— Start EXERCISE DATA —

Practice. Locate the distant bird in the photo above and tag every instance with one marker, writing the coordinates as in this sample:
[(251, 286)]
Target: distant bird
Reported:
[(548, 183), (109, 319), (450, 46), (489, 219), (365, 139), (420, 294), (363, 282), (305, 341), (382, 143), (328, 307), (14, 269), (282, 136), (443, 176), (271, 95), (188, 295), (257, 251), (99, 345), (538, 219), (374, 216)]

— End EXERCISE DATA —

### REQUIRED TASK
Copy out the data above, line for line and without any changes.

### RESULT BELOW
Practice. Locate the distant bird in the photo above and tag every instance with one marker, writing the coordinates as in this sample:
[(251, 286)]
Target: distant bird
Reported:
[(548, 183), (109, 319), (450, 46), (489, 219), (365, 139), (420, 294), (363, 282), (305, 341), (382, 143), (328, 307), (14, 269), (282, 136), (443, 176), (271, 95), (188, 295), (257, 251), (99, 345), (538, 219), (374, 216)]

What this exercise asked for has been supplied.